(Document text)
━━━━━━

My Struggle with “Durchhalten”: Motivation and Discipline in Germany
Okay, so here I am, six months in Berlin. Six months of incredible coffee, baffling bureaucracy, and a whole lot of trying – and failing – to learn German. It’s amazing, terrifying, and honestly, exhausting. I thought I was pretty disciplined before I came here, you know? I always had a plan, a schedule. But German, and life in Germany, has a way of completely upending your carefully laid plans. It’s all about “Durchhalten” – pushing through – and I’m starting to understand that it’s not just about physical endurance, but mental too.
The Initial Burst of “Ich Will!”
The first few weeks were… exhilarating. I had this incredible burst of motivation. I downloaded Duolingo, bought a phrasebook, and told everyone I met, “Ich lerne Deutsch!” People were so encouraging. I’d spend hours trying to conjugate verbs, convinced I was making incredible progress. I’d even try ordering food in German at the Imbiss – “Ich hätte gerne einen Currywurst, bitte!” – and although I always messed up the pronunciation, the effort felt amazing.
Then, reality hit.
The Reality of “Es Ist Schwer”
Suddenly, ordering food became a monumental task. I’d get completely flustered, start repeating phrases wrong, and end up pointing frantically at the menu. “Was ist das?” I’d ask, completely unsure, and the waiter would patiently explain, “Das ist eine Bratwurst. Sie ist sehr scharf.” (That’s a sausage. It’s very spicy). And I’d be standing there, completely overwhelmed, wishing I’d just stuck to English.
The worst part was the feeling of frustration. I’d tell myself, “Ich muss das schaffen!” (I have to achieve this!), but the words felt hollow. I realized that motivation alone wasn’t enough. I needed something more, something to actually do the work.
Talking About Motivation – Real Conversations
I started trying to have conversations, even short ones. My colleague, Markus, noticed I was struggling. He said, “Alice, warum lernst du Deutsch so schwer?” (Alice, why are you finding German so difficult?). I confessed, “Ich weiß nicht! Ich habe keine Geduld. Ich bin so frustriert!” (I don’t know! I don’t have patience. I’m so frustrated!).

━━━━━━

(Entries provided)
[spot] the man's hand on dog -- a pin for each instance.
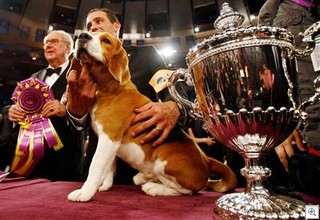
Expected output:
(80, 91)
(161, 116)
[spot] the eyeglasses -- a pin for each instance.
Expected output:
(53, 41)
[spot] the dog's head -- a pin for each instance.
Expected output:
(103, 53)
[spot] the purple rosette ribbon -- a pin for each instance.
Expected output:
(35, 131)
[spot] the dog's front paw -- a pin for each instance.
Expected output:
(80, 195)
(107, 183)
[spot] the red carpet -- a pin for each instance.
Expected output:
(41, 199)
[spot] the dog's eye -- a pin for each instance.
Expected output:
(107, 41)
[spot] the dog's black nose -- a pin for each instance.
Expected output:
(84, 37)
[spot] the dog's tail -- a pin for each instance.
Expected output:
(227, 181)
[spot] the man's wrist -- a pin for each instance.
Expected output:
(182, 120)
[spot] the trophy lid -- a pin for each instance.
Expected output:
(231, 35)
(228, 19)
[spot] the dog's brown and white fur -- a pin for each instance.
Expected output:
(176, 167)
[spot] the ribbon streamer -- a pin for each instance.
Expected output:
(31, 95)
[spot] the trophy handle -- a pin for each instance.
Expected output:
(309, 38)
(182, 75)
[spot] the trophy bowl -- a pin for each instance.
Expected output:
(245, 80)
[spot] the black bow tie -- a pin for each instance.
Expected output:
(51, 71)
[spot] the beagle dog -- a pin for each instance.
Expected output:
(177, 167)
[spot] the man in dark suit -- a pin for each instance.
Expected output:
(159, 118)
(65, 163)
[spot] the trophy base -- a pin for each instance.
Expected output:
(258, 206)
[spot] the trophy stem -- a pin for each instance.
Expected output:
(256, 202)
(255, 175)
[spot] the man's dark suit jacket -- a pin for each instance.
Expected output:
(64, 164)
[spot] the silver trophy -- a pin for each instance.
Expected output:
(245, 81)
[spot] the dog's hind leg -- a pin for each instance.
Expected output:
(159, 189)
(167, 185)
(101, 164)
(108, 177)
(142, 178)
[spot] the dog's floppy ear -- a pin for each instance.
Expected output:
(118, 64)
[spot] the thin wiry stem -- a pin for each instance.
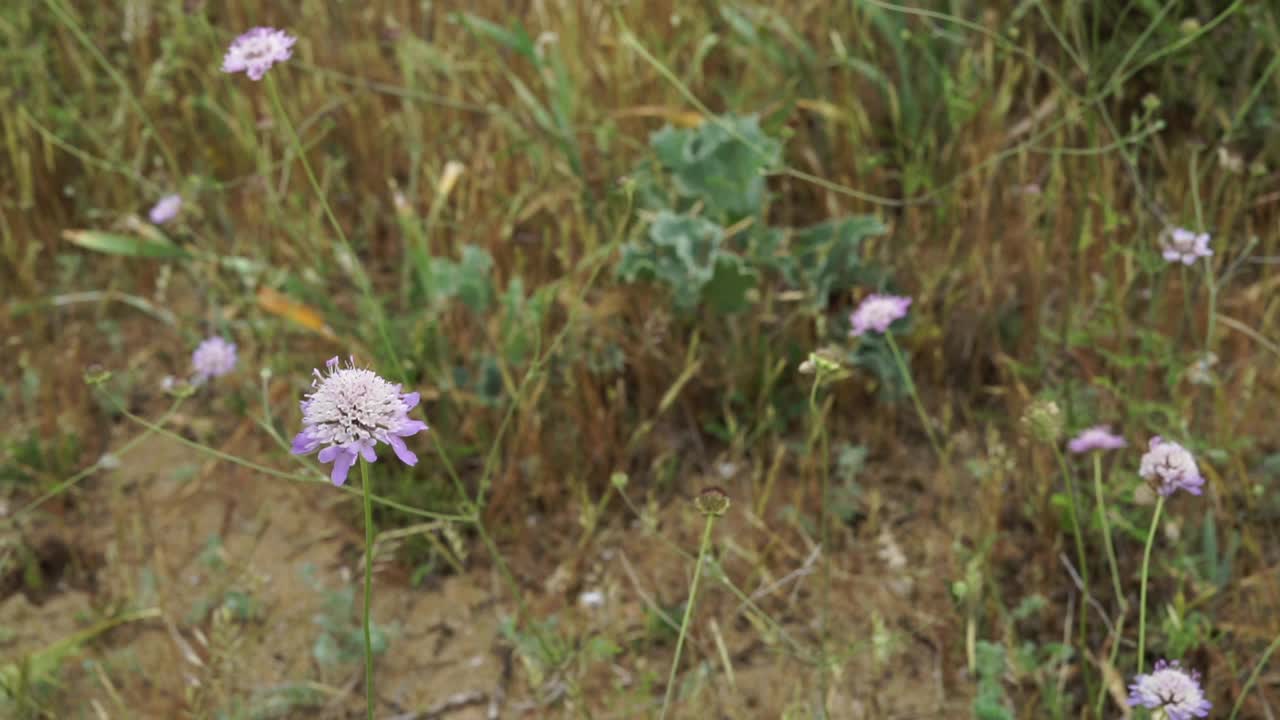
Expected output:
(1106, 532)
(915, 399)
(369, 587)
(1082, 557)
(689, 613)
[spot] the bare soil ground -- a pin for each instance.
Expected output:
(177, 532)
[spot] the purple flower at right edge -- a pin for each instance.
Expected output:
(1170, 689)
(877, 313)
(255, 51)
(1098, 437)
(1169, 468)
(348, 413)
(1179, 245)
(213, 358)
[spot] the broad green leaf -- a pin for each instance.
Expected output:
(127, 245)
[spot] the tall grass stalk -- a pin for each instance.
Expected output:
(1253, 677)
(357, 269)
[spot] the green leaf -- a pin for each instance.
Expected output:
(126, 245)
(682, 253)
(827, 256)
(721, 163)
(515, 39)
(727, 290)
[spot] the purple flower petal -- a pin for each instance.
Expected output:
(402, 450)
(341, 466)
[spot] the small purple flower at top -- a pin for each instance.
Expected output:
(1183, 246)
(348, 413)
(255, 51)
(1097, 437)
(165, 209)
(213, 358)
(877, 313)
(1169, 468)
(1171, 689)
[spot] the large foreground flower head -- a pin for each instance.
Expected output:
(1098, 437)
(213, 359)
(1170, 689)
(1169, 468)
(350, 411)
(877, 313)
(1179, 245)
(255, 51)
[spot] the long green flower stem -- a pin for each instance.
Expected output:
(818, 428)
(1142, 592)
(689, 613)
(915, 399)
(1106, 532)
(369, 587)
(1073, 510)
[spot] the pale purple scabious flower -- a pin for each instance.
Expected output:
(213, 358)
(1170, 689)
(165, 209)
(1097, 437)
(255, 51)
(350, 411)
(877, 313)
(1183, 246)
(1169, 468)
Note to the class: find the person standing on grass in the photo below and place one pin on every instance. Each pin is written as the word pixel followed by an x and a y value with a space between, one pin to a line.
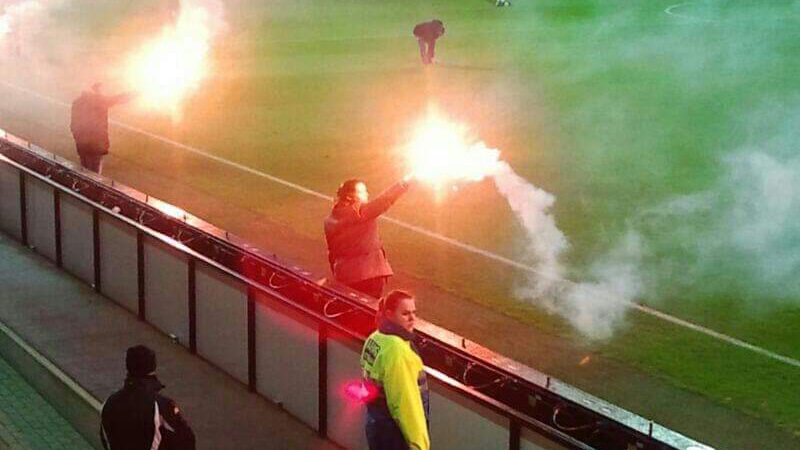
pixel 89 125
pixel 398 413
pixel 426 34
pixel 138 417
pixel 355 251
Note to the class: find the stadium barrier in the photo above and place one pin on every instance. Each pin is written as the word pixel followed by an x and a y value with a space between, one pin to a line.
pixel 268 324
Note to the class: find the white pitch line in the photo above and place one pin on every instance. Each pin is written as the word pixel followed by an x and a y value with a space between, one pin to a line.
pixel 431 234
pixel 669 11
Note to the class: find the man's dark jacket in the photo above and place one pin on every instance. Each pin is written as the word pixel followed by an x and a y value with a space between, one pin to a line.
pixel 89 121
pixel 355 250
pixel 130 421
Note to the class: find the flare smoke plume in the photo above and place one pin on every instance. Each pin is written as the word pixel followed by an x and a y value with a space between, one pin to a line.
pixel 594 307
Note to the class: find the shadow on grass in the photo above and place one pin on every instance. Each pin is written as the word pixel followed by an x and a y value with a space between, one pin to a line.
pixel 466 67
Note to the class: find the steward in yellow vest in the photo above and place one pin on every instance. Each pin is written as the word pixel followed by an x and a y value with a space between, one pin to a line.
pixel 397 419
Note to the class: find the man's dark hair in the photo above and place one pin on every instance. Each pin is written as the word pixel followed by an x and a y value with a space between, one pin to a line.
pixel 347 189
pixel 140 361
pixel 391 300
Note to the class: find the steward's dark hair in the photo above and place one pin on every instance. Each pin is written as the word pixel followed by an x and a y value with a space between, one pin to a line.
pixel 390 301
pixel 347 189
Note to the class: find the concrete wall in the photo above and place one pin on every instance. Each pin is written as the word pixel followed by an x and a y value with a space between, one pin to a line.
pixel 283 360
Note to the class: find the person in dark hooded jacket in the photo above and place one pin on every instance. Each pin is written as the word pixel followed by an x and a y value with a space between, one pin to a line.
pixel 89 125
pixel 138 417
pixel 355 251
pixel 427 33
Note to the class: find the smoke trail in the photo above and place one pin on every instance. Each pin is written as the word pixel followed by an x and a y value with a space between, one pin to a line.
pixel 596 308
pixel 21 21
pixel 168 69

━━━━━━

(Your objective) Repeat word for word the stretch of the post on learning German that starts with "Then, reality hit." and goes on through "do the work.".

(Written solution)
Then, reality hit.
The Reality of “Es Ist Schwer”
Suddenly, ordering food became a monumental task. I’d get completely flustered, start repeating phrases wrong, and end up pointing frantically at the menu. “Was ist das?” I’d ask, completely unsure, and the waiter would patiently explain, “Das ist eine Bratwurst. Sie ist sehr scharf.” (That’s a sausage. It’s very spicy). And I’d be standing there, completely overwhelmed, wishing I’d just stuck to English.
The worst part was the feeling of frustration. I’d tell myself, “Ich muss das schaffen!” (I have to achieve this!), but the words felt hollow. I realized that motivation alone wasn’t enough. I needed something more, something to actually do the work.